Return the part of the article about the Avon instructional coach from "Avon Instructional Coach" up to and including "Foreign Languages (IUHPFL).", copied word for word.

[EXCERPTED PASSAGE — start]

Avon Instructional Coach and Her Daughters Enjoy International Experiences
Writer / Christy Heitger-Ewing
Photography Provided
It began with Abraham Lincoln and grew from there. Catherine Lewis, a self-described “Lincoln buff,” shared her passion for history and international travel with her two daughters.
“The joke was that any home that Abraham Lincoln lived in for any length of time, I took them to,” says Lewis, an instructional coach with Avon High School. But their travels weren’t limited to Lincoln’s heritage. The family, which includes her husband, Thomas, and daughters, Claire, 22, and Sophia, 20, adores international travel. Much of that passion was cultivated thanks to the Avon school system. Early on, one of Claire’s Spanish teachers encouraged her to check out the Indiana University Honors Program in Foreign Languages (IUHPFL).
“It was a game-changer for her,” Lewis says. “She came back fluent.”
In the IUHPFL, students live with a host family, but the experience encourages them to spread their wings. As a result, their confidence grows exponentially.

[EXCERPTED PASSAGE — finish]
[RECORDS PROVIDED — start]

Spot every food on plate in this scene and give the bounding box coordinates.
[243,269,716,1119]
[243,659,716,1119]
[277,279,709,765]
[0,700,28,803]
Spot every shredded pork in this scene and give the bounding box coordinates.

[RECORDS PROVIDED — finish]

* [RESULT]
Avon Instructional Coach and Her Daughters Enjoy International Experiences
Writer / Christy Heitger-Ewing
Photography Provided
It began with Abraham Lincoln and grew from there. Catherine Lewis, a self-described “Lincoln buff,” shared her passion for history and international travel with her two daughters.
“The joke was that any home that Abraham Lincoln lived in for any length of time, I took them to,” says Lewis, an instructional coach with Avon High School. But their travels weren’t limited to Lincoln’s heritage. The family, which includes her husband, Thomas, and daughters, Claire, 22, and Sophia, 20, adores international travel. Much of that passion was cultivated thanks to the Avon school system. Early on, one of Claire’s Spanish teachers encouraged her to check out the Indiana University Honors Program in Foreign Languages (IUHPFL).